-- Activity --
Exactly and only the lines from the one containing "Where can you see the distant headland" through the close of the entries below are to be set down.

-- Given entries --
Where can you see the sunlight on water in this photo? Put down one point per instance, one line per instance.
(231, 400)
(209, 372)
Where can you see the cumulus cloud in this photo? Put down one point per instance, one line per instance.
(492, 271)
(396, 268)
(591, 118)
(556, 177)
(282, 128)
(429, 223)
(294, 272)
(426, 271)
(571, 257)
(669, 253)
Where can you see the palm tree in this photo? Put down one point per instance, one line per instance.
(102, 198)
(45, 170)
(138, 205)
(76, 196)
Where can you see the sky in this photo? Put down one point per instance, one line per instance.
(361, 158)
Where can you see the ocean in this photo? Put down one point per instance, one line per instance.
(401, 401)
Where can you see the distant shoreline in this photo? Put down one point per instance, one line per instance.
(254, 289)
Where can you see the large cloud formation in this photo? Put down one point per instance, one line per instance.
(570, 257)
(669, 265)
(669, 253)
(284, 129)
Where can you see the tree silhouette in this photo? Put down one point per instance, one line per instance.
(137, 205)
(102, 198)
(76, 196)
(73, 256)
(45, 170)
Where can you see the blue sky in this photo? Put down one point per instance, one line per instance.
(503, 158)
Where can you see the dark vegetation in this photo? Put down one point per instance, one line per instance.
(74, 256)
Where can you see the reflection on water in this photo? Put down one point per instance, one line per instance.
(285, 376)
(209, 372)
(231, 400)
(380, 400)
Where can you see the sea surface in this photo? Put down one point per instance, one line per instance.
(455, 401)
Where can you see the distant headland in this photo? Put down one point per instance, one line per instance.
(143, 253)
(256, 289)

-- Response box --
Where can you see the distant headland in this photo? Put down one point per instance, one line per instance.
(143, 253)
(256, 289)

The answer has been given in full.